[Extracted records]

■ ■ ■

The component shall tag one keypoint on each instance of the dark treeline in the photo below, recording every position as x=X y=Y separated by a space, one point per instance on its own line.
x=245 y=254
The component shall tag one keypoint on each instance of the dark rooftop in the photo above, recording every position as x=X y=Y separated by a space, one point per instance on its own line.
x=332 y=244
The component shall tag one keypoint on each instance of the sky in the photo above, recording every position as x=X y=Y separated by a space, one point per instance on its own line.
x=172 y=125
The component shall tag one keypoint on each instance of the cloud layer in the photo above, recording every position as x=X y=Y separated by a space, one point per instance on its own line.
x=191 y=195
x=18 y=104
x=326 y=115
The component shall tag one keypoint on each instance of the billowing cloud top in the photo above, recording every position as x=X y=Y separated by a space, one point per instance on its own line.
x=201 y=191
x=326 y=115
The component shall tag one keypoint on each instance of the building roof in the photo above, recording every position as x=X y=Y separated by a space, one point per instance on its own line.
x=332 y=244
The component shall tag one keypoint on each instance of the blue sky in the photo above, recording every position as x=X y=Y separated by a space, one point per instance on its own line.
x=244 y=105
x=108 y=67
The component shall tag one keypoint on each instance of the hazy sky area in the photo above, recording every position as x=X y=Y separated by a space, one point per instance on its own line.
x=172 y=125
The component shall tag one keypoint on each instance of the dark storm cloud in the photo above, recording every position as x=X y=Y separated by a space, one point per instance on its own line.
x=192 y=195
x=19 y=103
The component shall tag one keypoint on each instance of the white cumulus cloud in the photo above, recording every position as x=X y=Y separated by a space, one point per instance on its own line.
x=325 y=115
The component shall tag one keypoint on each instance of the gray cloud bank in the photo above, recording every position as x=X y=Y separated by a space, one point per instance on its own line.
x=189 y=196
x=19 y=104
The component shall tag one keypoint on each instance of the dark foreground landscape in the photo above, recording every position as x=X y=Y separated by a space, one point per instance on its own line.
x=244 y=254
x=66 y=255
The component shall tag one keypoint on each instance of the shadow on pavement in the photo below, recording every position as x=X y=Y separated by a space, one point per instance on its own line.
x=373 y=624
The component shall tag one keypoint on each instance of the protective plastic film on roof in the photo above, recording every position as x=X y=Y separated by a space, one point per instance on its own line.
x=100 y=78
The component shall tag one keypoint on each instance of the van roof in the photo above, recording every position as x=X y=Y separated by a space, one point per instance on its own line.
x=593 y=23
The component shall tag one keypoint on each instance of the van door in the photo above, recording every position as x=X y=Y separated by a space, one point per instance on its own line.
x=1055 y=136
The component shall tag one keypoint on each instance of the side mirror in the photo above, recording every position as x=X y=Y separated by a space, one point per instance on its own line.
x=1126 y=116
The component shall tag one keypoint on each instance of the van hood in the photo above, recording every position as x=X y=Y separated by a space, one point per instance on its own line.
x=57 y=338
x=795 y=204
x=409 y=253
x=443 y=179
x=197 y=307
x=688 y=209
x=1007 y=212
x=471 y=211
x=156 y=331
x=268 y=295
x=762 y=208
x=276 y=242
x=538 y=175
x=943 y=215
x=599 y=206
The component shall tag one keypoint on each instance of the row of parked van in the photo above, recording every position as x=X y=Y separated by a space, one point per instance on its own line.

■ ■ ■

* **Required task**: Output every record above as a numbered list, one line per entry, omitting blank lines.

* **Response to the task**:
1. The component shall tag one keypoint on each instance of the dark treeline in the photo below, recording every position as x=X y=Y separated by a space, one point per instance on its own line.
2. x=245 y=254
3. The component shall tag one keypoint on each instance of the dark rooftop in the photo above, recording every position as x=X y=Y separated by a space, one point per instance on its own line.
4. x=332 y=244
5. The component shall tag one keypoint on each instance of the sky in the photo above, recording every position as x=X y=Y separated by a space, one point per instance on its own line.
6. x=172 y=125
7. The component shall tag one keypoint on each instance of the cloud layer in the photo above, recording every position as x=X y=Y separated by a space, one point per instance on its own line.
8. x=191 y=195
9. x=18 y=104
10. x=326 y=115
11. The component shall tag one keypoint on each instance of the billowing cloud top in the photo above, recording every position as x=X y=Y separated by a space, one point per instance on its own line.
12. x=201 y=191
13. x=326 y=115
14. The component shall tag one keypoint on each instance of the building roof in the photo above, recording every position as x=X y=Y separated by a space, one point per instance on its own line.
15. x=332 y=244
16. The component shall tag one keypoint on each instance of the blue sky in the photo above, recording every position as x=X y=Y separated by a space, one point per instance on its own line.
17. x=244 y=105
18. x=108 y=67
19. The component shall tag one keypoint on each instance of the hazy sky area in the photo above, recording every position as x=X y=Y separated by a space, one point per instance on its own line.
20. x=172 y=125
21. The component shall tag one keypoint on each instance of the dark storm cloud in the photo above, recording every position as x=X y=Y separated by a space, one point per instance on its own line.
22. x=192 y=195
23. x=19 y=103
24. The component shall tag one keypoint on each instance of the white cumulus cloud in the photo above, recording every position as x=X y=Y separated by a space, one point per instance on its own line.
25. x=325 y=115
26. The component shall tag one keypoint on each instance of the gray cloud bank in the photo above, recording every position as x=X y=Y separated by a space, one point per instance on its own line.
27. x=189 y=196
28. x=19 y=104
29. The component shall tag one keypoint on each instance of the dark foreground landscape in the photo above, recording every position as x=X y=Y separated by a space, one point per instance on its own line.
30. x=244 y=254
31. x=66 y=255
32. The component shall tag one keypoint on each instance of the shadow on pavement in the photo below, recording every position as x=X y=Y separated by a space, one point per instance on its own line.
33. x=373 y=624
34. The component shall tag one keypoint on each instance of the protective plastic film on roof in the photo above, recording every position as x=X y=Y separated by a space, one point per instance on its own line.
35. x=100 y=78
36. The component shall tag one keypoint on each instance of the van roof in the photo above, recording every position as x=X y=Y separated by a space, one point per instance on its own line.
37. x=593 y=23
38. The component shall tag one keypoint on each instance of the van door in the photo above, recording every position as x=X y=Y separated by a space, one point per instance on its own line.
39. x=1055 y=136
40. The component shall tag one keypoint on each instance of the side mirror in the photo above, recording every position as x=X y=Y separated by a space, one point per instance on its own line.
41. x=1126 y=116
42. The component shall tag one keypoint on each instance of the van hood in the photo above, recording every position as x=X y=Y separated by a space, one point per instance on its own line.
43. x=57 y=338
44. x=795 y=204
45. x=409 y=253
46. x=443 y=179
47. x=197 y=307
48. x=688 y=209
49. x=1007 y=212
50. x=471 y=211
51. x=156 y=331
52. x=268 y=295
53. x=762 y=208
54. x=276 y=242
55. x=538 y=175
56. x=943 y=215
57. x=599 y=206
58. The component shall tag one keypoint on each instance of the row of parked van in the photo above, recording every position as x=X y=Y separated by a space, one point per instance on its own line.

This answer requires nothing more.